ENTRIES PROVIDED Start Marker
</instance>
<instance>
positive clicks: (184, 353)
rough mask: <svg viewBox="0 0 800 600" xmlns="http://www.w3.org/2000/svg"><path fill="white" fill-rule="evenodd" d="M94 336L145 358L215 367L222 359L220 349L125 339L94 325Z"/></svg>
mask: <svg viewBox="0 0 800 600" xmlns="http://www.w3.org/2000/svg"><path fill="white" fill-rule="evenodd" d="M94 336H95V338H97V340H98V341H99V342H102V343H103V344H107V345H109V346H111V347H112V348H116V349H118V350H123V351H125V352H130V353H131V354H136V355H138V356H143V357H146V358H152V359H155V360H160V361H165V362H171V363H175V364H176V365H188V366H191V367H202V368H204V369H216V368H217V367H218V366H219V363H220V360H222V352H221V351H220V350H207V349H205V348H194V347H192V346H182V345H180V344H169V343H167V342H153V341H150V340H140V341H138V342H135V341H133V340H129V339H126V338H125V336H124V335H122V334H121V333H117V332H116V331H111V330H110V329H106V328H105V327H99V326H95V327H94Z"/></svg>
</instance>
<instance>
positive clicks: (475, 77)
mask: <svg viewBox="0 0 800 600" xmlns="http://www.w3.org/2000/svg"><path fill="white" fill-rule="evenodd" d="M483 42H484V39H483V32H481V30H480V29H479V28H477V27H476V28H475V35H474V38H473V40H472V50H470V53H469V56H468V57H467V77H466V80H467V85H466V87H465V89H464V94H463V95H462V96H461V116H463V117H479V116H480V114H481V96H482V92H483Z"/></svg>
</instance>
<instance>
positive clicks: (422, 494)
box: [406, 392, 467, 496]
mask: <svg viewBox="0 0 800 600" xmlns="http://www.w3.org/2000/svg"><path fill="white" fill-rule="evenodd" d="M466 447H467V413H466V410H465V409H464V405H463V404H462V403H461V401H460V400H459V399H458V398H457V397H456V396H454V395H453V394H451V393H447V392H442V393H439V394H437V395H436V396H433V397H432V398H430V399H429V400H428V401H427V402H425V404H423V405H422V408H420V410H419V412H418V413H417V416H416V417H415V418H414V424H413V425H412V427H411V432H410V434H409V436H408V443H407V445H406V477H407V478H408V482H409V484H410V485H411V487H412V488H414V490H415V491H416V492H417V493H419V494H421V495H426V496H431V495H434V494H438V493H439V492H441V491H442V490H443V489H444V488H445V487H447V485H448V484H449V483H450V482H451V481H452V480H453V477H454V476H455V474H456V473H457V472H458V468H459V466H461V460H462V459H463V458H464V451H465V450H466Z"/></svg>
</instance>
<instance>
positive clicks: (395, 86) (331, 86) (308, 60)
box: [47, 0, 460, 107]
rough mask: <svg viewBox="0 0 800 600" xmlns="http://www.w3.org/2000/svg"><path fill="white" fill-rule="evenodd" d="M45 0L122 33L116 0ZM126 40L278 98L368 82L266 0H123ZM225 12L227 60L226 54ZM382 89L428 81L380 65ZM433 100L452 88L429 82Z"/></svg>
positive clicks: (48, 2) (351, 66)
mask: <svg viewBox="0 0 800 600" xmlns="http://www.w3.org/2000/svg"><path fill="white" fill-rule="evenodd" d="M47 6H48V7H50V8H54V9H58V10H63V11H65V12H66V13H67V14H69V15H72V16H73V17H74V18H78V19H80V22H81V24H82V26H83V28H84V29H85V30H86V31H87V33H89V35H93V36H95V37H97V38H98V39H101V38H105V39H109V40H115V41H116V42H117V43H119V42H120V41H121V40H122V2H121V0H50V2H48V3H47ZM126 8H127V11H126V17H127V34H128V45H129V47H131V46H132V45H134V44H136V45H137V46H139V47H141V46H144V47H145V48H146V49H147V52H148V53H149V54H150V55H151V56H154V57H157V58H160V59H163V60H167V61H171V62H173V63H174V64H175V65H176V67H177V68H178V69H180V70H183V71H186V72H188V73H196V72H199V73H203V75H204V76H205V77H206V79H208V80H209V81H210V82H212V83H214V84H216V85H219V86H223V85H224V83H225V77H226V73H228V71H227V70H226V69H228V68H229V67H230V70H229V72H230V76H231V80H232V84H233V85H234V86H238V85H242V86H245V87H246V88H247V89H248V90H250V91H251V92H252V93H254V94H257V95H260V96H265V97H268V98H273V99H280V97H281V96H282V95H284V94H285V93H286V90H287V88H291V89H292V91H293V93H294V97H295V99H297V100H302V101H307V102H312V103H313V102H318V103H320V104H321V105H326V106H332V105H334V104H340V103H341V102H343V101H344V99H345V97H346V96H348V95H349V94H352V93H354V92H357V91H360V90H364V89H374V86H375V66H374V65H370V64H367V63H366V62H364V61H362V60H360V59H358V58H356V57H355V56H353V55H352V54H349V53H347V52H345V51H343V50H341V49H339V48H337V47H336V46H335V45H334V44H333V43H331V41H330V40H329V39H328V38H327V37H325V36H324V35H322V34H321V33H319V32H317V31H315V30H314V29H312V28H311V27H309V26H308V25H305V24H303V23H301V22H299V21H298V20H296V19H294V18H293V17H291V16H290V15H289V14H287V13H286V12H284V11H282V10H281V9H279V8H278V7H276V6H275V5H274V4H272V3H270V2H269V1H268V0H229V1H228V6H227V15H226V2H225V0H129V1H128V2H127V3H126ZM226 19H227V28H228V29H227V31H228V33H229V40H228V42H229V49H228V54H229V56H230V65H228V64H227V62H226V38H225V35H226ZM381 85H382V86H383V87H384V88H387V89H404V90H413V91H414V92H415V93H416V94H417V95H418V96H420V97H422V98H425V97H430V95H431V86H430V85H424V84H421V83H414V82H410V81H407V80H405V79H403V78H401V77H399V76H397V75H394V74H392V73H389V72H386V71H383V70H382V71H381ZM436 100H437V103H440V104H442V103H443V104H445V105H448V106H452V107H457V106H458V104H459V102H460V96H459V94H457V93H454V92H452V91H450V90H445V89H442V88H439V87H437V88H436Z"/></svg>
ENTRIES PROVIDED End Marker
* [TASK BRIEF]
Every entry should be reproduced exactly, with no part omitted.

* [PROBLEM SOLUTION]
</instance>
<instance>
positive clicks: (184, 353)
rough mask: <svg viewBox="0 0 800 600" xmlns="http://www.w3.org/2000/svg"><path fill="white" fill-rule="evenodd" d="M94 336L145 358L215 367L222 359L220 349L125 339L94 325Z"/></svg>
mask: <svg viewBox="0 0 800 600" xmlns="http://www.w3.org/2000/svg"><path fill="white" fill-rule="evenodd" d="M94 336H95V338H97V340H98V341H99V342H102V343H103V344H107V345H109V346H111V347H112V348H116V349H118V350H123V351H125V352H130V353H131V354H136V355H138V356H143V357H146V358H152V359H155V360H160V361H165V362H171V363H175V364H176V365H188V366H191V367H202V368H204V369H216V368H217V367H218V366H219V363H220V360H222V352H221V351H220V350H207V349H205V348H194V347H192V346H182V345H180V344H169V343H167V342H153V341H150V340H140V341H138V342H135V341H133V340H129V339H126V338H125V336H124V335H122V334H121V333H117V332H116V331H111V330H110V329H106V328H105V327H99V326H95V327H94Z"/></svg>
</instance>
<instance>
positive clicks: (475, 77)
mask: <svg viewBox="0 0 800 600" xmlns="http://www.w3.org/2000/svg"><path fill="white" fill-rule="evenodd" d="M483 42H484V39H483V32H481V30H480V29H479V28H477V27H476V28H475V35H474V38H473V40H472V50H470V53H469V56H468V57H467V77H466V80H467V85H466V87H465V89H464V94H463V95H462V96H461V116H463V117H479V116H480V114H481V96H482V92H483Z"/></svg>
</instance>
<instance>
positive clicks: (422, 494)
box: [406, 392, 467, 496]
mask: <svg viewBox="0 0 800 600" xmlns="http://www.w3.org/2000/svg"><path fill="white" fill-rule="evenodd" d="M466 447H467V413H466V410H465V409H464V405H463V404H462V403H461V401H460V400H459V399H458V398H457V397H456V396H454V395H453V394H451V393H447V392H442V393H439V394H437V395H436V396H433V397H432V398H430V399H429V400H428V401H427V402H425V404H423V405H422V408H420V410H419V412H418V413H417V416H416V417H415V418H414V424H413V425H412V427H411V432H410V434H409V436H408V443H407V445H406V477H407V478H408V482H409V484H410V485H411V487H412V488H414V490H415V491H416V492H417V493H419V494H421V495H426V496H431V495H434V494H438V493H439V492H441V491H442V490H443V489H444V488H445V487H447V485H448V484H449V483H450V482H451V481H452V480H453V477H454V476H455V474H456V473H457V472H458V468H459V466H461V460H462V459H463V458H464V451H465V450H466Z"/></svg>
</instance>
<instance>
positive clicks: (395, 86) (331, 86) (308, 60)
box: [47, 0, 460, 107]
rough mask: <svg viewBox="0 0 800 600" xmlns="http://www.w3.org/2000/svg"><path fill="white" fill-rule="evenodd" d="M45 0L122 33L116 0ZM126 40L278 98L368 82L266 0H123ZM225 12L227 60L226 54ZM382 89L428 81L380 65ZM433 100L452 88L429 82Z"/></svg>
positive clicks: (48, 2) (351, 66)
mask: <svg viewBox="0 0 800 600" xmlns="http://www.w3.org/2000/svg"><path fill="white" fill-rule="evenodd" d="M47 6H48V7H50V8H54V9H58V10H63V11H65V12H66V13H67V14H69V15H72V16H73V17H74V18H78V19H80V22H81V24H82V26H83V28H84V29H85V30H86V31H87V33H89V35H93V36H95V37H97V38H98V39H101V38H105V39H109V40H115V41H116V42H117V43H119V42H120V41H121V40H122V2H121V0H50V2H48V3H47ZM126 8H127V11H126V17H127V34H128V45H129V47H131V46H132V45H134V44H136V45H137V46H139V47H141V46H144V47H145V48H146V49H147V52H148V53H149V54H150V55H151V56H154V57H157V58H160V59H163V60H167V61H171V62H173V63H174V64H175V65H176V67H177V68H178V69H180V70H183V71H186V72H188V73H196V72H199V73H203V75H204V76H205V77H206V79H208V80H209V81H210V82H212V83H214V84H216V85H219V86H223V85H224V83H225V77H226V73H228V71H227V70H226V69H228V68H229V67H230V70H229V72H230V76H231V80H232V84H233V85H234V86H238V85H242V86H245V87H246V88H247V89H248V90H250V91H251V92H252V93H254V94H257V95H260V96H265V97H268V98H273V99H280V97H281V96H282V95H284V94H285V93H286V90H287V88H291V89H292V91H293V93H294V97H295V99H297V100H302V101H307V102H312V103H313V102H318V103H320V104H321V105H326V106H332V105H334V104H340V103H341V102H343V101H344V99H345V97H346V96H348V95H349V94H352V93H354V92H357V91H360V90H364V89H374V86H375V66H374V65H370V64H367V63H366V62H364V61H362V60H360V59H358V58H356V57H355V56H353V55H352V54H349V53H347V52H345V51H343V50H341V49H339V48H337V47H336V46H335V45H334V44H333V43H331V41H330V40H329V39H328V38H327V37H325V36H324V35H322V34H321V33H319V32H317V31H315V30H314V29H312V28H311V27H309V26H308V25H305V24H303V23H301V22H299V21H298V20H296V19H294V18H293V17H291V16H290V15H289V14H287V13H286V12H284V11H282V10H281V9H279V8H278V7H276V6H275V5H274V4H272V3H270V2H269V1H268V0H229V1H228V6H227V15H226V2H225V0H129V1H128V2H127V3H126ZM226 19H227V28H228V29H227V31H228V33H229V40H228V42H229V49H228V54H229V56H230V65H228V64H227V62H226V38H225V35H226ZM381 85H382V86H383V87H384V88H387V89H404V90H413V91H414V92H415V93H416V94H417V95H418V96H420V97H422V98H425V97H430V95H431V86H430V85H424V84H421V83H414V82H410V81H407V80H405V79H403V78H401V77H399V76H397V75H394V74H392V73H389V72H386V71H383V70H382V71H381ZM436 100H437V103H440V104H442V103H443V104H445V105H448V106H452V107H457V106H458V104H459V102H460V96H459V94H457V93H454V92H452V91H450V90H445V89H442V88H439V87H437V88H436Z"/></svg>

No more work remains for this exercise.